** AIM OF THE TASK **
Only the lines from the one containing "If you could spot the green" through the last line below should be written out, exactly and with both ends kept.

(Stored records)
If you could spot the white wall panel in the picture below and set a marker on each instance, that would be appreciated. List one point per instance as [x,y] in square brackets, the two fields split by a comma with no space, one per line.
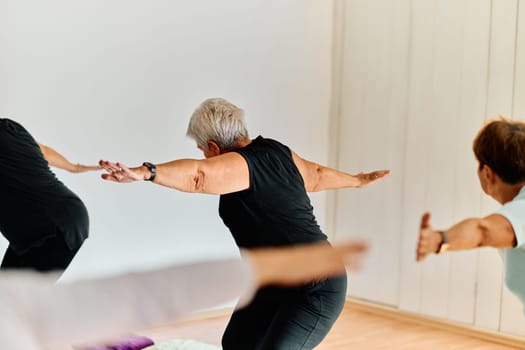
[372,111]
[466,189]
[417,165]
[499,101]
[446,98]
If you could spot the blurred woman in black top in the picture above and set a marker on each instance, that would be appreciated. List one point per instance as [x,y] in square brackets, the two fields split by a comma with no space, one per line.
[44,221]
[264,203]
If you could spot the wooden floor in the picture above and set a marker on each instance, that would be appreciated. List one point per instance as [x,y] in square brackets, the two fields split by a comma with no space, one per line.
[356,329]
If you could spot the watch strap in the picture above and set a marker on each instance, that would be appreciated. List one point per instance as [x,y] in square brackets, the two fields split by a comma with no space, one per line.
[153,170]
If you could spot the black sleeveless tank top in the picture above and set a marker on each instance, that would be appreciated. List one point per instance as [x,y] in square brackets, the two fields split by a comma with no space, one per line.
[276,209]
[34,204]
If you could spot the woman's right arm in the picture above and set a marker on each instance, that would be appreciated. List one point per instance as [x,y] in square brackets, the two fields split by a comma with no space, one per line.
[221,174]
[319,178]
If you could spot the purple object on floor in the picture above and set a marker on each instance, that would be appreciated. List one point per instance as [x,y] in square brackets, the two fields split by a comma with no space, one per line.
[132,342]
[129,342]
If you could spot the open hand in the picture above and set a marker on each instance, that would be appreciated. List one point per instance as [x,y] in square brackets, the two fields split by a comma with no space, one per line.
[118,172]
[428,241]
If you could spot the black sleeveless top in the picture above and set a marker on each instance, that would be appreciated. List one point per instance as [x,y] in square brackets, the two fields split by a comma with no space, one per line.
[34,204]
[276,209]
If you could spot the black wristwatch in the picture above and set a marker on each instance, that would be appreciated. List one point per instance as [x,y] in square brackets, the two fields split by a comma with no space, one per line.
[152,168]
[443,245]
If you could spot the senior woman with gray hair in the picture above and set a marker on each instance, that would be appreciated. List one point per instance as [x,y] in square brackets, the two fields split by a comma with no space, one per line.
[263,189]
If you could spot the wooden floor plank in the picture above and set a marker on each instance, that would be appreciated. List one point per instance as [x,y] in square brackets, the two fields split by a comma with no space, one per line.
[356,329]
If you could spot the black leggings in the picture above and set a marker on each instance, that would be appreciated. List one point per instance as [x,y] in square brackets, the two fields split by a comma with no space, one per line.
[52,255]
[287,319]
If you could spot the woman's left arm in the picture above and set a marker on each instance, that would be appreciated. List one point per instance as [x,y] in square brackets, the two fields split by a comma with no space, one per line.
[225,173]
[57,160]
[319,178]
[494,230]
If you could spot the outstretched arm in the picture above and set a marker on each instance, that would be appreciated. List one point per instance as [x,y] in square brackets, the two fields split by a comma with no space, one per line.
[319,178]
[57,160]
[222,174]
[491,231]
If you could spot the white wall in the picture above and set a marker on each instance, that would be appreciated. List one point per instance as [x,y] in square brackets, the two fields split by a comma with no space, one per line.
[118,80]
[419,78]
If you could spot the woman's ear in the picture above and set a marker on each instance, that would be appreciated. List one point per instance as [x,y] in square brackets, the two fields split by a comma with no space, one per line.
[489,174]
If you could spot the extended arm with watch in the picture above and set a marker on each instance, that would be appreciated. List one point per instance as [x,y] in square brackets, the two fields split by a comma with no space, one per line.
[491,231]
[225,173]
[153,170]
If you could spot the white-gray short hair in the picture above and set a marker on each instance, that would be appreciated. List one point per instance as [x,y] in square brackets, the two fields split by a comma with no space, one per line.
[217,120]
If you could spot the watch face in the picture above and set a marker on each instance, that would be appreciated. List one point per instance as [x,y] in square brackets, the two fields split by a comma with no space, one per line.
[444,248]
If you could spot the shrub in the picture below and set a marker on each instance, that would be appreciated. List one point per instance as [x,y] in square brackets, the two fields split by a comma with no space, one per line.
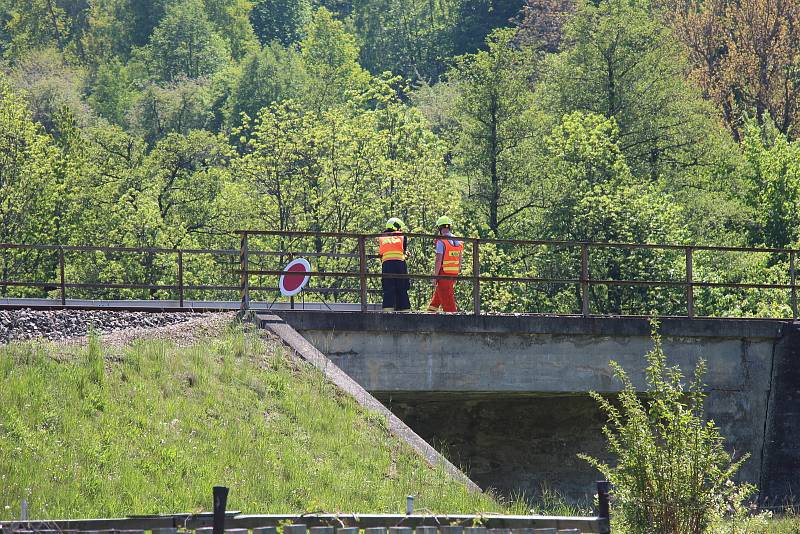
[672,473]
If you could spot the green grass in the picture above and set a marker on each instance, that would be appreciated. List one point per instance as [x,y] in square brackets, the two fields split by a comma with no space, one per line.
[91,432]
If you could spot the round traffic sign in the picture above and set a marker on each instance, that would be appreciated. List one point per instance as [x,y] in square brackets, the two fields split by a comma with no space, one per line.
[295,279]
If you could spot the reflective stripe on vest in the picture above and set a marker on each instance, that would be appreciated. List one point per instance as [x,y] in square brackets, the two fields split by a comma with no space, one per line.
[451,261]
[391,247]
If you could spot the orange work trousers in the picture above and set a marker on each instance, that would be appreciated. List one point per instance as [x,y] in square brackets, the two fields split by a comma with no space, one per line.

** THE SOLUTION **
If you could spot the green grass in the picture above and set a marker on each instance, that would be appreciated. List one point per instance as [x,y] in square brackets, the two fields split by a comma with no space, one per line.
[91,432]
If you could spot the round traffic sign in the picture above and set a marker on each instance, that would be appreciated. List one point per instance as [x,y] in square brackets, the two fields split by a comma with no space, one per line.
[295,279]
If you could spot the reflective stripe on vest in the picture above and set a marker on each instance, that would be appreciated. List one point per instance as [x,y] in square brackets, the two fields split by a comma with no space, one per line.
[451,261]
[391,247]
If you could spot the orange work trousers in the picture above and set a marker on each instance, that would be appreciated. List one point per instance as [x,y] in square brackets, the two fields split by a comma with no space, one per line.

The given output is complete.